* start Passage shown *

To be fair, the Pope candidates aren't random interested people, I don't pretend to know how it works but there's some long process to get to that point for sure

[–] [email protected] 8 points 5 hours ago (1 children)

Legit worked for a place that could never seem to land a new hire because they would take forever to decide on someone and when they finally went "okay" they'd have taken another job in the meantime.

They even went so far as to build a spreadsheet showing the direct correlation of that chronic indecision and it's propensity to miss out on hires and it didn't help.

[–] [email protected] 5 points 2 hours ago (1 children)

How did you get a job there?

[–] [email protected] 3 points 1 hour ago

By not taking any other jobs in the meantime I guess

[–] [email protected] 34 points 12 hours ago (2 children)

Except that current pope has been working with that org for a number of years and is a known quantity vs. some outside guy you're bringing in from the cold. A nice try at an analogy, but it doesn't quite stack up.

[–] [email protected] 2 points 4 hours ago

Nah, my place still requires you to apply as to not to be unfair. It still takes weeks.

[–] [email protected] 14 points 11 hours ago (1 children)

Except you still don't need 5 rounds of interviews since interviews don't show how hardworking someone is, or even their knowledge. They are a shitty test and a half an hour of conversation. Having more rounds just makes a statememt about your org, which says "we saw how google drills people, we'll do the same, offer shitty pay and expect good quality engineers to appear magically".

[–] [email protected] 5 points 9 hours ago

I’m a lazy bastard but I’m damn good at interviews. I’ve been hired on as a manager at two different places only for me and them to realize it was a terrible, terrible mistake.

I have the skills, I’m just too damn nice and before you know it everyone I’m “managing” is my buddy and the whole thing falls apart.

I never mean for it to happen, it’s partly just the culture here. Everyone is a close friend after a week deep in Appalachia. That’s just how we roll.

Anyways, bye, love y’all. See ya next comment. Be saaafe!

[–] [email protected] 114 points 14 hours ago (5 children)

A friend of mine went through 7 rounds of interviews for a senior position in a tech company.

The sixth round was actual work, coming up with a preliminary plan for their first 90 days at the company in the position. It took them about a week to pull together and finalize.

The last round was a 15 minute discussion with one of the founders (who has since moved to the board and isn't involved in the day-to-day any more).

About 30 minutes later they got a call from the recruiter saying they "weren't a good personality fit with the founder" and they offered the role to somebody else.

[–] [email protected] 91 points 14 hours ago

And so they took that plan they made, locked it away, and never implemented any of it since that would be stealing, right? They definitely didn’t just take it and use it for free, right?

[–] [email protected] 8 points 9 hours ago

Let me guess... they took the plan implemented it and 90 days later do the whole process again with someone else. Basically, they never hire anyone and get free work.

[–] [email protected] 13 points 12 hours ago (1 children)

7 rounds is way beyond insane. I've done 3 and 4 only to lose out to "a better fit."

* end Passage shown *
* start Provided records *

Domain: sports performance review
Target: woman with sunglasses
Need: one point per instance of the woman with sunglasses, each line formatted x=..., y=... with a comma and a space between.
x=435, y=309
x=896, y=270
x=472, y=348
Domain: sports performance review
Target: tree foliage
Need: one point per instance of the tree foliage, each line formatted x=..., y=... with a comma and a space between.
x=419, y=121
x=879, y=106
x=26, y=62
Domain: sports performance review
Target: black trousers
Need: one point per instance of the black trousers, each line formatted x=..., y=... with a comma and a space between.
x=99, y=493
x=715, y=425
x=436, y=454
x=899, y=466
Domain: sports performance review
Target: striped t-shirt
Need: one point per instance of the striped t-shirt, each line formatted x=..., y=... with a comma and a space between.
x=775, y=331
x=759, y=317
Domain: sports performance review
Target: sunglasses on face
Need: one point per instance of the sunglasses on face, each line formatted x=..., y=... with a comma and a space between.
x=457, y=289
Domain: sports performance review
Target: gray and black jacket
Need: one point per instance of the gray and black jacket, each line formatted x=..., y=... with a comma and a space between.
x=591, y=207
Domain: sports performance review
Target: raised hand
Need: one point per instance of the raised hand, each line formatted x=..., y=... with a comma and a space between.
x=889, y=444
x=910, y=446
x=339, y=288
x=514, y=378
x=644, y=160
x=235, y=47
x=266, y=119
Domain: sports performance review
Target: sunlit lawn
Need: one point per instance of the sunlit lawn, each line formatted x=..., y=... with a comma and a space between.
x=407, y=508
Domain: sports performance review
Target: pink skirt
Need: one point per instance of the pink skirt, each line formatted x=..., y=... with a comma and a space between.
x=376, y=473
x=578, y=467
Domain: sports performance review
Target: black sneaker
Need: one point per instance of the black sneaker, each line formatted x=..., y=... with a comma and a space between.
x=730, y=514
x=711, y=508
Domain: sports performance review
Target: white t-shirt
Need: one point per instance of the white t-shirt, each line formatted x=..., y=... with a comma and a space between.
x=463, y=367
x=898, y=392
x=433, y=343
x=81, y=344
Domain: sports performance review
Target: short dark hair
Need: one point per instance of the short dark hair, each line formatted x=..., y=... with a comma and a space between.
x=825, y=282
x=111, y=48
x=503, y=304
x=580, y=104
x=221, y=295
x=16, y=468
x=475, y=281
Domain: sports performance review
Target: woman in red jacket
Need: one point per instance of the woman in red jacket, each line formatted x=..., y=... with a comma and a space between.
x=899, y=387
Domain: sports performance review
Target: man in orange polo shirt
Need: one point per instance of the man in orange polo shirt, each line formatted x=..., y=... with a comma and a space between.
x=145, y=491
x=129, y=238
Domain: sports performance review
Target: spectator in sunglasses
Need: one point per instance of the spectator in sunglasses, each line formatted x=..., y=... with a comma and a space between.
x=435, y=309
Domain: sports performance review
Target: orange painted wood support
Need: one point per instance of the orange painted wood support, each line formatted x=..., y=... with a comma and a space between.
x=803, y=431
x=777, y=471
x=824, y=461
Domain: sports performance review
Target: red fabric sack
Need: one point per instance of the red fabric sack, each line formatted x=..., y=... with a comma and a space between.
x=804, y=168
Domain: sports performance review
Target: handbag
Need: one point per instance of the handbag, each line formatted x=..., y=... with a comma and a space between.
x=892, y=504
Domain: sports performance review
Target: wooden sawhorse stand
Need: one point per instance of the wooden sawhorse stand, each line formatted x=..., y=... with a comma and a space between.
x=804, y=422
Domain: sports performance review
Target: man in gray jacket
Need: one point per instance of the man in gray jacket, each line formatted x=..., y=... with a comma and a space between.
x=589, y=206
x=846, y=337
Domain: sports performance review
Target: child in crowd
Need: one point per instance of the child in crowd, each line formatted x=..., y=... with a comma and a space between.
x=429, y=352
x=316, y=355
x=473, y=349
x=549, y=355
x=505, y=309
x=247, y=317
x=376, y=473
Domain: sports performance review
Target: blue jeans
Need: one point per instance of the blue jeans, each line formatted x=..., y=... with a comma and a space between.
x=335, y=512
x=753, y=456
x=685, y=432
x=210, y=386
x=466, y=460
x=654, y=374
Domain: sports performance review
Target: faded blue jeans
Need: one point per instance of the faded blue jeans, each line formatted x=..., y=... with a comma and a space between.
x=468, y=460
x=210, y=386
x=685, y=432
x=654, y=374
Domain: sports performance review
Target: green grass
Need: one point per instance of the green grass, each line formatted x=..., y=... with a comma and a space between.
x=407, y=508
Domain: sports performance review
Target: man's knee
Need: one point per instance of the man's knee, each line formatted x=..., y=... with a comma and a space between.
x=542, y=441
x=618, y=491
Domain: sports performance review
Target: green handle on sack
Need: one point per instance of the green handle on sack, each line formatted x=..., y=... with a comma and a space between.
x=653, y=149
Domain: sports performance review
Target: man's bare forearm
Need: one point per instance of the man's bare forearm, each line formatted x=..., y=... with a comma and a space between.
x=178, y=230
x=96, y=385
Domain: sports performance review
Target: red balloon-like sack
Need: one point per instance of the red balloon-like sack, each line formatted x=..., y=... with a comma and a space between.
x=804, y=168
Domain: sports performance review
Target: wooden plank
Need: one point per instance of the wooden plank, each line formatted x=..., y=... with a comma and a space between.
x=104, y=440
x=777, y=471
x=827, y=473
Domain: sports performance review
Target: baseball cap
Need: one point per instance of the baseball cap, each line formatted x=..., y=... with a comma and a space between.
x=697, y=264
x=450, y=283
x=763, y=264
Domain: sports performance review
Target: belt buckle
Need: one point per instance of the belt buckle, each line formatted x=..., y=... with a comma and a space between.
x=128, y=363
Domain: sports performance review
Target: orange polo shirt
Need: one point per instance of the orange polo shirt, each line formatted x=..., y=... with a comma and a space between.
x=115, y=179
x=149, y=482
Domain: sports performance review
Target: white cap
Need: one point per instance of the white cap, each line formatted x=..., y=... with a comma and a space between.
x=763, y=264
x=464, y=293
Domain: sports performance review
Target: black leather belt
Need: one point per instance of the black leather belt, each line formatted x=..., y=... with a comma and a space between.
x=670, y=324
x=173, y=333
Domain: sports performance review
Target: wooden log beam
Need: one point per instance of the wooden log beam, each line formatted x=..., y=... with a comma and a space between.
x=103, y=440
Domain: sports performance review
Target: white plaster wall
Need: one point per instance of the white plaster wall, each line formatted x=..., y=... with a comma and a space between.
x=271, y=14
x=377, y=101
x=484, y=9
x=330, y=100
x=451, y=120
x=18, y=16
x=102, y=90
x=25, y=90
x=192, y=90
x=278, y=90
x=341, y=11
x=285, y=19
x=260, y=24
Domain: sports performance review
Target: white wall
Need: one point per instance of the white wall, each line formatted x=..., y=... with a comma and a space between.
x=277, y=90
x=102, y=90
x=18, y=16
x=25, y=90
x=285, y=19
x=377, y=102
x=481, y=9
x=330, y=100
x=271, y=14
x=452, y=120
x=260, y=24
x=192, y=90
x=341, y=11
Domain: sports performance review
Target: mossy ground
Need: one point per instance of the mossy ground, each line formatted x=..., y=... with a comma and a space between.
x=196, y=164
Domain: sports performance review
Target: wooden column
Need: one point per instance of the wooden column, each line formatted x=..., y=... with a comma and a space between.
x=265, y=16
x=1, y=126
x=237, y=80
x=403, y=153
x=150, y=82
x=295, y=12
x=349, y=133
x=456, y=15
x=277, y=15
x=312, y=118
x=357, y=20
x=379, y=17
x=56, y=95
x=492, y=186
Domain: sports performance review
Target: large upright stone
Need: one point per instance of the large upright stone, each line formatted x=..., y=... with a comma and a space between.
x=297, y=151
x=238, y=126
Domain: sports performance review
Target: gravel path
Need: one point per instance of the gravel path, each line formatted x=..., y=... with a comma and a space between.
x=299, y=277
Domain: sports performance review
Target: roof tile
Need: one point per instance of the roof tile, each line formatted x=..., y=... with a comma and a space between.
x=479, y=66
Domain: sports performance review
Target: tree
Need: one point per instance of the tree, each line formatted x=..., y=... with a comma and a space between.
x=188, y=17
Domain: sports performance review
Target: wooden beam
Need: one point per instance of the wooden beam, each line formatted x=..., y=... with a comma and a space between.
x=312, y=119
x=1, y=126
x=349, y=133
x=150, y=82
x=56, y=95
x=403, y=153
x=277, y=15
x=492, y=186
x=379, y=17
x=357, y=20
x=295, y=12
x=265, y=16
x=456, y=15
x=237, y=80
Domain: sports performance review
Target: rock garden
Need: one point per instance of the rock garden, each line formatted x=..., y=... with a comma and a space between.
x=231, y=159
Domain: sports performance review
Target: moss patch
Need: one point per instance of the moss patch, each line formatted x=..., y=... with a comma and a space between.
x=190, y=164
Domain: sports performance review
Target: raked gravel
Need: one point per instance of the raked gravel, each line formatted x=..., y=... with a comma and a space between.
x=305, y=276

* end Provided records *
* start Provided records *

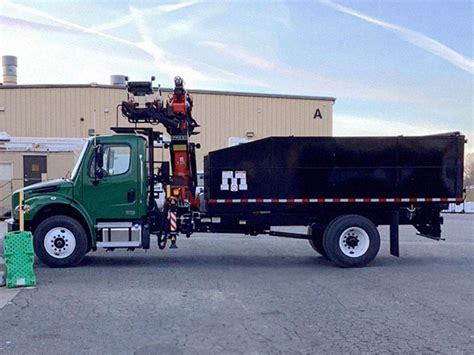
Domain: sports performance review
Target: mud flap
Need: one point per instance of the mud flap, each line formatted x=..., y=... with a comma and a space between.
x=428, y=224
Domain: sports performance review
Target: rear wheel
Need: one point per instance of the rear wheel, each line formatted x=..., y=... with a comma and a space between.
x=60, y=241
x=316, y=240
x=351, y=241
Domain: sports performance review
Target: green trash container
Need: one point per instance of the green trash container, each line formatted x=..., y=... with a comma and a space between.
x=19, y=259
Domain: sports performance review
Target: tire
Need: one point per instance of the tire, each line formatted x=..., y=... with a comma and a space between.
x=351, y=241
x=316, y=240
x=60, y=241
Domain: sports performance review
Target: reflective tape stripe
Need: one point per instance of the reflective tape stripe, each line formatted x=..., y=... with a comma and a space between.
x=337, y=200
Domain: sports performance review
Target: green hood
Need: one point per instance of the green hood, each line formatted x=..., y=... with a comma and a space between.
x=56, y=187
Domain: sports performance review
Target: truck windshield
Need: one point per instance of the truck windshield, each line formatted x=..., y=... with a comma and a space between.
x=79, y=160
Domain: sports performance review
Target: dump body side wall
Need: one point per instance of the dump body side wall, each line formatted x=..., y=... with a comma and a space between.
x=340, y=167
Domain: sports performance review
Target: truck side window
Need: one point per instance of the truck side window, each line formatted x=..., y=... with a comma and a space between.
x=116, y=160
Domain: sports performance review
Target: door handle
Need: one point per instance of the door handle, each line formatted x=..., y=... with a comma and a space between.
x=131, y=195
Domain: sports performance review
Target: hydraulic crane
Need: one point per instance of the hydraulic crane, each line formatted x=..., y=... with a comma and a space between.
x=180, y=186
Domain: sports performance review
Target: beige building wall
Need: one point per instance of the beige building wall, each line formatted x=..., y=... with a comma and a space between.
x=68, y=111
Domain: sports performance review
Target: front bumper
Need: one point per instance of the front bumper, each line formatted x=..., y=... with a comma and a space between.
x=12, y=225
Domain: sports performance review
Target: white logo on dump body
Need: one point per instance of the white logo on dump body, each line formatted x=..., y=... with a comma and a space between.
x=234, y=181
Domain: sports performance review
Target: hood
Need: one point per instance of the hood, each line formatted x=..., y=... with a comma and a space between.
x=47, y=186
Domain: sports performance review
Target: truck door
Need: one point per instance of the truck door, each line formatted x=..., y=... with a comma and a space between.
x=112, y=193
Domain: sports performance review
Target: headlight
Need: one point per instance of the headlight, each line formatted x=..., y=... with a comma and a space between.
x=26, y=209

* end Provided records *
* start Provided records *

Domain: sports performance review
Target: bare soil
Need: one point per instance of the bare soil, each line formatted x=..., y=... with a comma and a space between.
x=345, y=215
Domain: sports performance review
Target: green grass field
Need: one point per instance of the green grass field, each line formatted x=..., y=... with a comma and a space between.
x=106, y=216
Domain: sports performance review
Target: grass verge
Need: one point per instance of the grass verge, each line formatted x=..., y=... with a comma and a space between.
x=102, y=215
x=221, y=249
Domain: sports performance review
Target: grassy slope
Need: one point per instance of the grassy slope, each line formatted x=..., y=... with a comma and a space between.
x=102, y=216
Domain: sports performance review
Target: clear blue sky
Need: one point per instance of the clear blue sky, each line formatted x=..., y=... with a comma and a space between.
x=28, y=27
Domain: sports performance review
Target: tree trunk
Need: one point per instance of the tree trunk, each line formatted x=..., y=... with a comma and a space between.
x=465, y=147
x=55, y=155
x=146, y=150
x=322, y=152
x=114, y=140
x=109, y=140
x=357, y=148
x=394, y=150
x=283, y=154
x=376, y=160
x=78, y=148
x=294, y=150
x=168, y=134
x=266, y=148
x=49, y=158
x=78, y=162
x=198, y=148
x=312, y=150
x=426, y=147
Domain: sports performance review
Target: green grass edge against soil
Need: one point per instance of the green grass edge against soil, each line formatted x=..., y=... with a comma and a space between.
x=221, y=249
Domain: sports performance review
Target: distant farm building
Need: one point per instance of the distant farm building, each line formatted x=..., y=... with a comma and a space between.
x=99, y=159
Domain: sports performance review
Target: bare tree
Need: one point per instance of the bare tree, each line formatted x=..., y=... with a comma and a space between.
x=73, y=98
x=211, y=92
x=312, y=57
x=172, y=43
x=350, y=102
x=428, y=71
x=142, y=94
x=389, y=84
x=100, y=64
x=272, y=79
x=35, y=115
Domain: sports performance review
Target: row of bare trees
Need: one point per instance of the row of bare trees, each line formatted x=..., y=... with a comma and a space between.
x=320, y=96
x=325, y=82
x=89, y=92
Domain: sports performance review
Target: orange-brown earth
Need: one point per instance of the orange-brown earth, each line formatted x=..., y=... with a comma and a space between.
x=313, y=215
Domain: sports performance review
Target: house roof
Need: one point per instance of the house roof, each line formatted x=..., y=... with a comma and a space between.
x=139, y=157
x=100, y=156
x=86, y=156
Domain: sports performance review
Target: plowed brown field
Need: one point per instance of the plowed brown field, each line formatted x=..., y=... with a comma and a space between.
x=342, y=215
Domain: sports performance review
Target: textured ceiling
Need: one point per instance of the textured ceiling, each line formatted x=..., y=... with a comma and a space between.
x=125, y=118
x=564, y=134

* end Provided records *

» Stated goal: Update the hiring thread from "I have the skills, I’m" up to and including "how we roll." by replacing "buddy" with "pal", and give that section in full.

» Solution to this problem:
I have the skills, I’m just too damn nice and before you know it everyone I’m “managing” is my pal and the whole thing falls apart.

I never mean for it to happen, it’s partly just the culture here. Everyone is a close friend after a week deep in Appalachia. That’s just how we roll.